WORK TO BE COMPLETED
Only the lines below starting at the one containing "Target: lake" and ending at the one containing "of the grassy" belong in the answer, each copied exactly.

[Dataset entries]
● ● ● ● ●

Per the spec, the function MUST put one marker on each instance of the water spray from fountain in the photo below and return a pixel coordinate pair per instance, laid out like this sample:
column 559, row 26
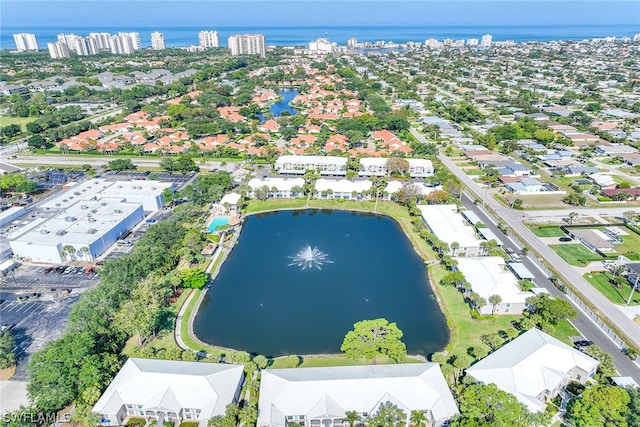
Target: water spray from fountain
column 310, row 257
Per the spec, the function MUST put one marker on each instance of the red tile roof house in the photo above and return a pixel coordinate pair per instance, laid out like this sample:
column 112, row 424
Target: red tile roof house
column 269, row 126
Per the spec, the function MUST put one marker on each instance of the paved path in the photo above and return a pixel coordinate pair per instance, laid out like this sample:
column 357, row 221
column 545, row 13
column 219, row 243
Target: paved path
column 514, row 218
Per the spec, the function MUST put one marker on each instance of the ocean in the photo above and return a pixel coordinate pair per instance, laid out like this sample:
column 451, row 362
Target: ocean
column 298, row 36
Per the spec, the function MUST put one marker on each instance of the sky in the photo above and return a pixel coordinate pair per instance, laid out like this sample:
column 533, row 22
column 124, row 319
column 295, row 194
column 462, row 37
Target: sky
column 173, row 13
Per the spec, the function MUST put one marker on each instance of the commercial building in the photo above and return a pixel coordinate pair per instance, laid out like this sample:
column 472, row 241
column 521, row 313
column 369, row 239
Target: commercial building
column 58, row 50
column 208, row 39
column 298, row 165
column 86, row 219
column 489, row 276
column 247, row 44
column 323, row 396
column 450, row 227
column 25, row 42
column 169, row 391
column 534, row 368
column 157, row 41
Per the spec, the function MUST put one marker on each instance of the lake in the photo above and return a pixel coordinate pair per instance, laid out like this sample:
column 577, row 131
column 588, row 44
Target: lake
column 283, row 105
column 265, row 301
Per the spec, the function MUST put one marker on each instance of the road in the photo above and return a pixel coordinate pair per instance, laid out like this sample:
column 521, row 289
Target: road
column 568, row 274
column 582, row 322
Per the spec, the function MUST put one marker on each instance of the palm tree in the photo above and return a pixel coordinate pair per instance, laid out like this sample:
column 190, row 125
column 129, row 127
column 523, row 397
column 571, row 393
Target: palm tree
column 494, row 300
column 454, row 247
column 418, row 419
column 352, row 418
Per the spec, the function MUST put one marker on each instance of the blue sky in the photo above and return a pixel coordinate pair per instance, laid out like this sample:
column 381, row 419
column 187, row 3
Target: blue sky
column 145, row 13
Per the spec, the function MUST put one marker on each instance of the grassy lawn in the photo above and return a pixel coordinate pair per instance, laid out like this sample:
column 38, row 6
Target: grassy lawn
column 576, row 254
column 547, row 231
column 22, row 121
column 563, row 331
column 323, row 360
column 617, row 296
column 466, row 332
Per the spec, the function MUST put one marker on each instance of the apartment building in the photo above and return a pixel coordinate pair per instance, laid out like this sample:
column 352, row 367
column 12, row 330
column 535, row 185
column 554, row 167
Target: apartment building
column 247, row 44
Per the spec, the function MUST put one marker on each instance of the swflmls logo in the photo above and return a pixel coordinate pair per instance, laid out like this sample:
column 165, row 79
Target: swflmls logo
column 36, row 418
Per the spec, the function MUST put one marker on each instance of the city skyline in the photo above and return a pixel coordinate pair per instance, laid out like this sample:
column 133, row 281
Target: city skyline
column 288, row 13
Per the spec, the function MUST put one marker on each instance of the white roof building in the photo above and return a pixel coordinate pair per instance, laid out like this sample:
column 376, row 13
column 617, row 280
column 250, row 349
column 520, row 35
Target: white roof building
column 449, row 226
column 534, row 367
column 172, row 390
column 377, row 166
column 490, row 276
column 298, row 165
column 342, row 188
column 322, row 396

● ● ● ● ●

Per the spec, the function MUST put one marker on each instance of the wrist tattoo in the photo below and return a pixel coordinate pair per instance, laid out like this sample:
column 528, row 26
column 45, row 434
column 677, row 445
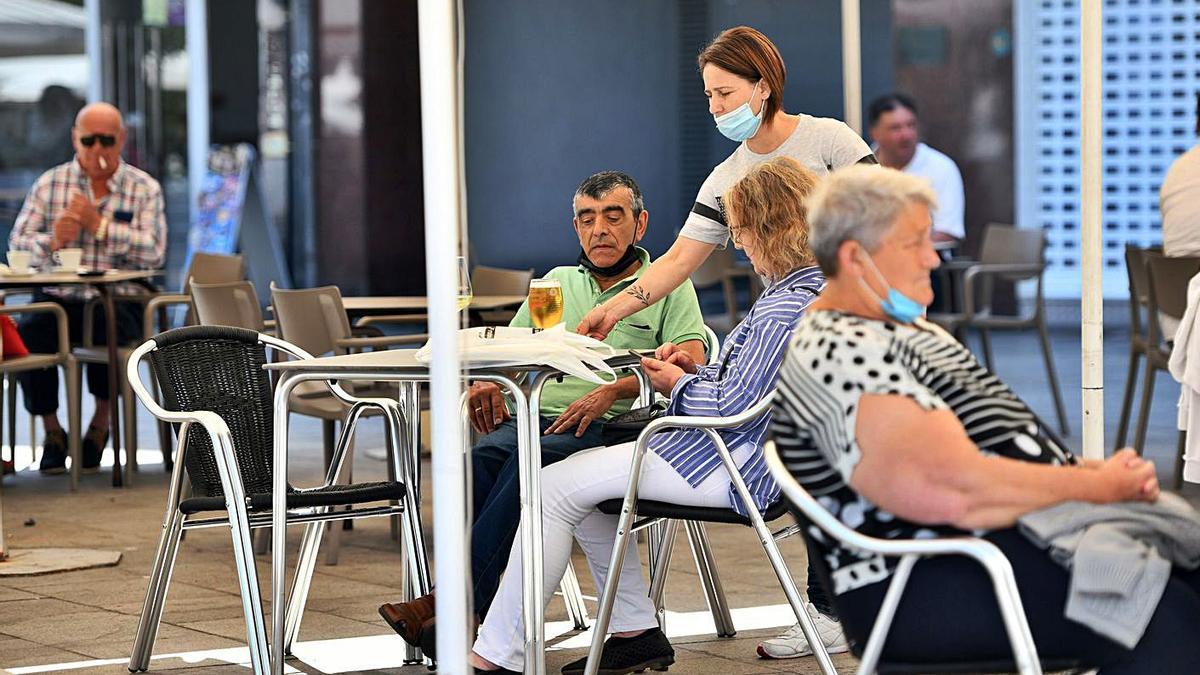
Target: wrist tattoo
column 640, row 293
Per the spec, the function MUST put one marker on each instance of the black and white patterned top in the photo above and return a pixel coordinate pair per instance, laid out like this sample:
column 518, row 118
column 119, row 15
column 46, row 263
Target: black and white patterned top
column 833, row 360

● ● ● ● ●

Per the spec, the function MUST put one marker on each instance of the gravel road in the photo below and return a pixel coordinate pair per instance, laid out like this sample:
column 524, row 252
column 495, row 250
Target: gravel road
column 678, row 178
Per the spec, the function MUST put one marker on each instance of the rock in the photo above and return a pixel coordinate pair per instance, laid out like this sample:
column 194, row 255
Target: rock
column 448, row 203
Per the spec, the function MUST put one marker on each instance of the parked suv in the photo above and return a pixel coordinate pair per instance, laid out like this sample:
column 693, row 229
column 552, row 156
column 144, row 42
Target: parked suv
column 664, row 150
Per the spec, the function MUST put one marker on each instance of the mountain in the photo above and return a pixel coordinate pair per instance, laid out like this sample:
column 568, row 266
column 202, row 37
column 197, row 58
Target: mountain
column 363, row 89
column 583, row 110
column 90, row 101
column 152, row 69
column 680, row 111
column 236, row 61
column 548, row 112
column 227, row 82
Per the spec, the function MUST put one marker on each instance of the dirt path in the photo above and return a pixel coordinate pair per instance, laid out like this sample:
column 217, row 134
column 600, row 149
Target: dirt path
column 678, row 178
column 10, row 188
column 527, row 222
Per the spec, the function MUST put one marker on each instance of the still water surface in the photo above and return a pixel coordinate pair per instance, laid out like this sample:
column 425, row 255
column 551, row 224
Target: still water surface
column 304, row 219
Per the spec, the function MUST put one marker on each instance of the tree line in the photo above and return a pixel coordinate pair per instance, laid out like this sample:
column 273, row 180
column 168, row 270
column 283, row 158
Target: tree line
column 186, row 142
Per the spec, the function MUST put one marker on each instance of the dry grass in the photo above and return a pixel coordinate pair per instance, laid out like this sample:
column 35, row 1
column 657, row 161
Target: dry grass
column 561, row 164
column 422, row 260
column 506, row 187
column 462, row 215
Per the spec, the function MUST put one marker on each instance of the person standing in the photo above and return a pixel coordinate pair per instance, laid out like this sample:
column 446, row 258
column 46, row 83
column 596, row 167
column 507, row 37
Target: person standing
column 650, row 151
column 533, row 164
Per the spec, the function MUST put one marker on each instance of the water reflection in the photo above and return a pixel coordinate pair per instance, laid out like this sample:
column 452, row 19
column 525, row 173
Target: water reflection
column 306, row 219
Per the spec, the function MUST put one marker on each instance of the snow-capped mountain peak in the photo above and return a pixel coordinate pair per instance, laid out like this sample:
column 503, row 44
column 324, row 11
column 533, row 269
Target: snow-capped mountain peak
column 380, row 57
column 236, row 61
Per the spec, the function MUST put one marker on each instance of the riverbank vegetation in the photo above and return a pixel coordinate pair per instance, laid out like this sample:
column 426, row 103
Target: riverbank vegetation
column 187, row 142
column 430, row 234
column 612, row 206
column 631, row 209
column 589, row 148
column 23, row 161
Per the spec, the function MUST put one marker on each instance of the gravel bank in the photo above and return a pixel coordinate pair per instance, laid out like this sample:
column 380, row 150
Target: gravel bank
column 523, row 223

● ● ● ● ●

SOLUTION TO THE EXERCISE
Target: lake
column 283, row 105
column 265, row 301
Per the spec, the function MUST put one marker on each instance of the road in the photo above and return a pixel coordinate pair per instance, laid out like this sample:
column 521, row 289
Target: road
column 568, row 274
column 582, row 322
Per the spec, the function MUST put one marker on each instance of the palm tree in the photo above and return a pixel coordinate pair per instance, laid out like this sample:
column 190, row 125
column 129, row 127
column 523, row 397
column 571, row 393
Target: palm tree
column 494, row 300
column 454, row 247
column 418, row 419
column 352, row 418
Per the spec, the function MUST put one marker on each instance of the blue sky in the photo above and return a pixel coordinate pair per instance, laid out like this sample:
column 381, row 419
column 187, row 3
Target: blue sky
column 145, row 13
Per the spec, the function MUST put one marker on each instance of the grassy lawn in the photo above and return a pixel coordinate pair per instance, laid out like this sample:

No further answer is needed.